• Stated goal
Rewrite the listing below, replacing "biggest circle" with "largest circle" and leaving everything else unchanged.

-- Start of Material for this exercise --

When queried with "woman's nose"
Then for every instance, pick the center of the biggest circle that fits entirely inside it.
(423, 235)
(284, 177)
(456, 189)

-- End of Material for this exercise --

• Finished exercise
When queried with "woman's nose"
Then for every instance, pick the center of the largest circle that fits entirely inside it.
(423, 235)
(284, 177)
(456, 189)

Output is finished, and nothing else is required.